EXERCISE OBJECTIVE:
Scan the records below, and wherever a line has the word "bearded", pull it out.

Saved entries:
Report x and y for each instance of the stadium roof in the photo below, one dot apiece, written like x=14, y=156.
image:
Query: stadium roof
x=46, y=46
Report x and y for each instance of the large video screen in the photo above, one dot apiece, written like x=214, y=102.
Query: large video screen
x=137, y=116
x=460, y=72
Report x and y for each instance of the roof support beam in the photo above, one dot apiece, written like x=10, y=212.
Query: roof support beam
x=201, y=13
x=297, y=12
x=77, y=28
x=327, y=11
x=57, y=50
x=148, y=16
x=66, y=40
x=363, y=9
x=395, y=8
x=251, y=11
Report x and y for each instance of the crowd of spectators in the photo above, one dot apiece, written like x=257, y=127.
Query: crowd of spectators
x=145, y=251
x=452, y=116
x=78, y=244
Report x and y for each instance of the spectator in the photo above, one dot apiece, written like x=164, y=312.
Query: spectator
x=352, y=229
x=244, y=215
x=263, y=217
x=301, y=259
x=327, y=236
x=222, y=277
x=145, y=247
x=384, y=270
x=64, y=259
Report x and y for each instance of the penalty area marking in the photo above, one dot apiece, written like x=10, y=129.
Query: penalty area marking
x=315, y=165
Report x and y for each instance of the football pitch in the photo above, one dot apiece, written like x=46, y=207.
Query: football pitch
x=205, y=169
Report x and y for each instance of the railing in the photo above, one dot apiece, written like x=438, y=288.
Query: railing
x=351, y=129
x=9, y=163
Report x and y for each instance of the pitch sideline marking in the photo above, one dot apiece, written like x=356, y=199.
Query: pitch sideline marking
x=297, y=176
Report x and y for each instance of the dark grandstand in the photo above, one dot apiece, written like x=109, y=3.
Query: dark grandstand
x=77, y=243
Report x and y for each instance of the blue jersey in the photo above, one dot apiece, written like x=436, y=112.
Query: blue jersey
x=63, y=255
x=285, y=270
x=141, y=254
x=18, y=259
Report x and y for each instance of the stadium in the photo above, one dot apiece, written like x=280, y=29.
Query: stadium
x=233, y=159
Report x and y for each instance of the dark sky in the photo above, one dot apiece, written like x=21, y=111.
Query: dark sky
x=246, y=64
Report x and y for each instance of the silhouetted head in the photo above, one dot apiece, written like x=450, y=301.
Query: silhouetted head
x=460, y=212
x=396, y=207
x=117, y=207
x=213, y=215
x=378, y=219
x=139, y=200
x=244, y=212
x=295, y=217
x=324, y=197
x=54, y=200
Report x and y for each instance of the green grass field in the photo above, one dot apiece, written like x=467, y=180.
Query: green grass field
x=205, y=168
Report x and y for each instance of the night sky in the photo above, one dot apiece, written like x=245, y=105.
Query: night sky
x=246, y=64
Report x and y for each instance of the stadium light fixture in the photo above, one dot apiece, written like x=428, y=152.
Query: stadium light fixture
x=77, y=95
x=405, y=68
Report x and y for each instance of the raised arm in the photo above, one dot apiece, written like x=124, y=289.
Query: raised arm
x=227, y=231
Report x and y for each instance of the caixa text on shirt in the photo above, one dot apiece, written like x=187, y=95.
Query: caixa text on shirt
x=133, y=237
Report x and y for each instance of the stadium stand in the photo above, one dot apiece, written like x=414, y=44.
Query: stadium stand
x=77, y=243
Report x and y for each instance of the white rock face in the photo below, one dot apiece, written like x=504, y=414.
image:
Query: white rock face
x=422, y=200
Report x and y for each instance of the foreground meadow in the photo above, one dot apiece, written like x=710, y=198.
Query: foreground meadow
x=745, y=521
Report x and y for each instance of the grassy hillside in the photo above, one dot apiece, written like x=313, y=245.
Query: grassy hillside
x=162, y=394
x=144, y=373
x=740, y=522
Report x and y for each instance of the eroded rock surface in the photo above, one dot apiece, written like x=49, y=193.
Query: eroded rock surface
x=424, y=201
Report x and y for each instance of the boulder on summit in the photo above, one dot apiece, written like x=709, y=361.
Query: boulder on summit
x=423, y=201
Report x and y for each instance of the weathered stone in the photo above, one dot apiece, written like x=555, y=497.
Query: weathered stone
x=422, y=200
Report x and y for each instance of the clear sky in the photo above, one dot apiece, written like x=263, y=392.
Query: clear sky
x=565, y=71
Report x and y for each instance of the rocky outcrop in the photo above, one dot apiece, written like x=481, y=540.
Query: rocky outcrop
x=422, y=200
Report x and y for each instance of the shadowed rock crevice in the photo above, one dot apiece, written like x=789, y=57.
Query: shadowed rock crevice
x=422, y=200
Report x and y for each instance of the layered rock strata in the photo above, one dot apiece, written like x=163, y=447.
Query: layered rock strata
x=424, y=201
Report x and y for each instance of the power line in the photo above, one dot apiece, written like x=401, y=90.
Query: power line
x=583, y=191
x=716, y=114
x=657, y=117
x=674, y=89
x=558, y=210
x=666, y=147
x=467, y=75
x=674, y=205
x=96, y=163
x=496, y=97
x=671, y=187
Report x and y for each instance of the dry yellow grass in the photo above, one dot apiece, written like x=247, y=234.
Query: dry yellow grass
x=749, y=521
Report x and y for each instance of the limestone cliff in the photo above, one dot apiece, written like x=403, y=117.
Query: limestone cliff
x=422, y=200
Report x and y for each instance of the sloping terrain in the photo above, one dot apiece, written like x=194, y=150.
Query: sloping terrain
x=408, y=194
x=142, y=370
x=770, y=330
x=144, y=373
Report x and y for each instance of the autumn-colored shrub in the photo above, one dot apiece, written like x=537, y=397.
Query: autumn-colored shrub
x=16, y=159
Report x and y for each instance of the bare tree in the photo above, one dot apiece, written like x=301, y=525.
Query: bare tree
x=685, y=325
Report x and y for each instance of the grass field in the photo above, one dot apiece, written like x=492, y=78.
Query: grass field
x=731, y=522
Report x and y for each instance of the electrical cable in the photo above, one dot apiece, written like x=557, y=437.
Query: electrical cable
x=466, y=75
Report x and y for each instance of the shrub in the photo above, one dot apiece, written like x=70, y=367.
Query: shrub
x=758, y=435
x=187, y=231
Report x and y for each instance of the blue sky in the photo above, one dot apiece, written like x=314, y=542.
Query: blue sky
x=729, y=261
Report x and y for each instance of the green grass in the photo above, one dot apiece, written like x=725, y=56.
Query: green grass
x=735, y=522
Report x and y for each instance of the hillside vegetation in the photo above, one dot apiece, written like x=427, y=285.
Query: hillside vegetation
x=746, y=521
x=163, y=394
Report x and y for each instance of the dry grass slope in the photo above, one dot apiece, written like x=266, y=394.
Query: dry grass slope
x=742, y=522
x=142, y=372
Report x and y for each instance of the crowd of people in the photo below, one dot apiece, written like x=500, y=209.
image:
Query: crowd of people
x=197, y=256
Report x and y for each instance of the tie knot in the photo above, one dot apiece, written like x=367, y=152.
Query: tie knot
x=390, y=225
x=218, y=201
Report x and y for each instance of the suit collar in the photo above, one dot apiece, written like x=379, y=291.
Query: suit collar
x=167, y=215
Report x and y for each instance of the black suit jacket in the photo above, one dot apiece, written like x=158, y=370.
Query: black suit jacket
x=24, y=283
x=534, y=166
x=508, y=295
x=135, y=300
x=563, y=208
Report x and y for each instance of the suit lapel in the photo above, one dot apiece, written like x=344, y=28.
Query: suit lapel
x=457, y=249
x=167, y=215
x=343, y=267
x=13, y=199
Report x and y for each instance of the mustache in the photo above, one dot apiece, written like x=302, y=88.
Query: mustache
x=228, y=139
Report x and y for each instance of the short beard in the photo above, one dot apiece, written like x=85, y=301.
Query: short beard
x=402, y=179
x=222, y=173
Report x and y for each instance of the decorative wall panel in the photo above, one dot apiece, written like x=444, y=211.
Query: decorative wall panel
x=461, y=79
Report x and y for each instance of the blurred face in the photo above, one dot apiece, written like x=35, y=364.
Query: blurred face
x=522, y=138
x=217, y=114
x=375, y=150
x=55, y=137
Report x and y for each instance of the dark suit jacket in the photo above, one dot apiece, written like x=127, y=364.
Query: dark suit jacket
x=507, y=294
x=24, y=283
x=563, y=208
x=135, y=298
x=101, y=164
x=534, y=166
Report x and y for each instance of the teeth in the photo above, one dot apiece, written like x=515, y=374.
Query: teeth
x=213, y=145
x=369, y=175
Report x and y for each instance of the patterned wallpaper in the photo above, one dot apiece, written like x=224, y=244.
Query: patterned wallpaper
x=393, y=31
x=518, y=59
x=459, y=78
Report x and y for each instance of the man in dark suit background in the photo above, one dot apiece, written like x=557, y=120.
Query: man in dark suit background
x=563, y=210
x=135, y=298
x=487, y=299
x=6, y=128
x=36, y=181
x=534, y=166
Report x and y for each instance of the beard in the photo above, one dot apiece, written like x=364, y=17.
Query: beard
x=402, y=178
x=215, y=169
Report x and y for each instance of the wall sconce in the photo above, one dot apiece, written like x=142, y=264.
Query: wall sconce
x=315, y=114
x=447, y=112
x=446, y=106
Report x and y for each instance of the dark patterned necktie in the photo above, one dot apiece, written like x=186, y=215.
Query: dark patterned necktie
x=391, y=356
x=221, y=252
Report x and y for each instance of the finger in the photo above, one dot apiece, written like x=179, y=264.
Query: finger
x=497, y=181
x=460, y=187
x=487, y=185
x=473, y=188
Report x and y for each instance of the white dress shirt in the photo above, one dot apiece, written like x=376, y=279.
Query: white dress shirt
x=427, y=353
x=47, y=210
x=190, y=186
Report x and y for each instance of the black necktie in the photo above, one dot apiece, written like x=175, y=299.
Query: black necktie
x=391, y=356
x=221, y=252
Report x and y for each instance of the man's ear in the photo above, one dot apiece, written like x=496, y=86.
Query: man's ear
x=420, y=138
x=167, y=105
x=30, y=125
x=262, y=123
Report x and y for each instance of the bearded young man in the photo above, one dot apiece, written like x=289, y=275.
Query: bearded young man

TASK RESPONSE:
Report x and y for each instance of the bearded young man in the photo above, one dot apiece, written like x=289, y=275.
Query: bearded young man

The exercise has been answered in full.